**What is expected:**
Lay out every line of the records below as a Markdown table with the columns Row and Line, numbering the lines in order and leaving out the blank ones.

**Records:**

◇ ◇ ◇ ◇ ◇

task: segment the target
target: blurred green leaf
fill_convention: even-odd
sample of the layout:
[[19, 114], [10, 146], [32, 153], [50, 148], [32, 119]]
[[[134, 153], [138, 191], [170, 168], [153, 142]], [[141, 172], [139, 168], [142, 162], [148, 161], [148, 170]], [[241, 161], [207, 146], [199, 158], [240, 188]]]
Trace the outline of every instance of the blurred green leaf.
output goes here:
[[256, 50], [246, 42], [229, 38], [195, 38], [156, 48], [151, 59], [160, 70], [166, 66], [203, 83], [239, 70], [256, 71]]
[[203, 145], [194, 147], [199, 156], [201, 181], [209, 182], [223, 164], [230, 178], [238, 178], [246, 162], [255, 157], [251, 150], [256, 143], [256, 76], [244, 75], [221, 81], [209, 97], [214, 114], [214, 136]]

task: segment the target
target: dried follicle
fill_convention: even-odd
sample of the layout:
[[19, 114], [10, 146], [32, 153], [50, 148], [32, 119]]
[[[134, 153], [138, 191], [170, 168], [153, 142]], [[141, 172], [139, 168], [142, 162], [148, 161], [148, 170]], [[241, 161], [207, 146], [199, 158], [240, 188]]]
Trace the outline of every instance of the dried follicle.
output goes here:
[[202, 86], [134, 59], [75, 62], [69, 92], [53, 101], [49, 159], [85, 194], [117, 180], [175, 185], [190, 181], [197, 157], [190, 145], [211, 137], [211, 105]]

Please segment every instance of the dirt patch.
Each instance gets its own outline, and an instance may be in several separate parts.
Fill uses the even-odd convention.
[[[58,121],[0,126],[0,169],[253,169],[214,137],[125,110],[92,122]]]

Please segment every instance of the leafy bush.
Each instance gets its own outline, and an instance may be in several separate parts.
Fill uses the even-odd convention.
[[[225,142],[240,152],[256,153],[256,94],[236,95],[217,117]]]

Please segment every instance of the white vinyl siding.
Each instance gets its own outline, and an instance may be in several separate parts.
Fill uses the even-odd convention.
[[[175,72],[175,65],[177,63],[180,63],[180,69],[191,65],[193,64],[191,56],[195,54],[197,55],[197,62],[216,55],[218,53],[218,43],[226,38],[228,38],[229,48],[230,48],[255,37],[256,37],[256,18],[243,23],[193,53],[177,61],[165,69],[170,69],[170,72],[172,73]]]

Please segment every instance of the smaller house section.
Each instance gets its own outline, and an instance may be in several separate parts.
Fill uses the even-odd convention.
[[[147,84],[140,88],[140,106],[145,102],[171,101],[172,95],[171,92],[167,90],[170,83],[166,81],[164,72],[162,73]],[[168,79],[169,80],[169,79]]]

◇ ◇ ◇ ◇ ◇

**Expected answer:**
| Row | Line |
|---|---|
| 1 | task: segment the target |
| 2 | target: blurred green leaf |
| 3 | fill_convention: even-odd |
| 4 | sample of the layout: |
| 5 | [[19, 114], [10, 146], [32, 153], [50, 148], [32, 119]] |
| 6 | [[[134, 153], [138, 191], [170, 168], [153, 142]], [[141, 172], [139, 168], [142, 162], [148, 161], [148, 170]], [[241, 161], [207, 146], [199, 158], [240, 188]]] |
| 7 | Trace the outline of every instance of the blurred green leaf. |
| 8 | output goes here: |
| 9 | [[256, 50], [246, 42], [229, 38], [195, 38], [156, 48], [151, 59], [160, 70], [166, 66], [203, 83], [239, 70], [256, 71]] |
| 10 | [[203, 145], [194, 147], [199, 156], [201, 181], [209, 182], [223, 164], [230, 178], [238, 178], [246, 162], [255, 157], [251, 150], [256, 143], [256, 76], [244, 75], [221, 81], [209, 97], [214, 114], [214, 136]] |
| 11 | task: segment the target |
| 12 | target: dried follicle |
| 13 | fill_convention: even-odd |
| 14 | sample of the layout: |
| 15 | [[19, 114], [10, 146], [32, 153], [50, 148], [32, 119]] |
| 16 | [[[134, 153], [138, 191], [170, 168], [153, 142]], [[141, 172], [139, 168], [142, 162], [148, 161], [148, 170]], [[241, 161], [207, 146], [199, 158], [240, 188]]] |
| 17 | Trace the outline of every instance of the dried follicle. |
| 18 | output goes here: |
| 19 | [[202, 86], [134, 59], [75, 62], [69, 92], [53, 101], [49, 159], [85, 194], [117, 180], [175, 185], [190, 181], [197, 157], [190, 145], [211, 137], [211, 105]] |
| 20 | Please segment every instance of the dirt patch. |
| 21 | Each instance gets its own outline, and an instance may be in several separate parts. |
| 22 | Fill uses the even-odd convention. |
| 23 | [[[58,121],[0,126],[0,169],[253,169],[214,137],[125,110],[92,122]]] |
| 24 | Please segment every instance of the leafy bush. |
| 25 | Each instance gets its own outline, and an instance may be in several separate parts. |
| 26 | Fill uses the even-odd convention. |
| 27 | [[[225,142],[240,152],[256,153],[256,94],[236,95],[217,117]]] |
| 28 | Please segment every instance of the white vinyl siding. |
| 29 | Each instance gets its own outline, and an instance may be in several separate parts. |
| 30 | Fill uses the even-odd convention. |
| 31 | [[[175,72],[175,65],[177,63],[180,63],[180,69],[191,65],[193,64],[191,56],[195,54],[197,55],[197,62],[216,55],[218,53],[218,43],[226,38],[228,38],[229,48],[230,48],[255,37],[256,37],[256,18],[243,23],[193,53],[177,61],[165,69],[170,69],[170,72],[172,73]]] |
| 32 | Please segment every instance of the smaller house section. |
| 33 | Each instance gets its own outline, and an instance may be in several separate parts. |
| 34 | Fill uses the even-odd convention. |
| 35 | [[[147,84],[140,88],[140,106],[145,102],[171,101],[172,95],[171,92],[167,90],[170,83],[166,81],[164,72],[162,73]],[[168,79],[169,80],[169,79]]] |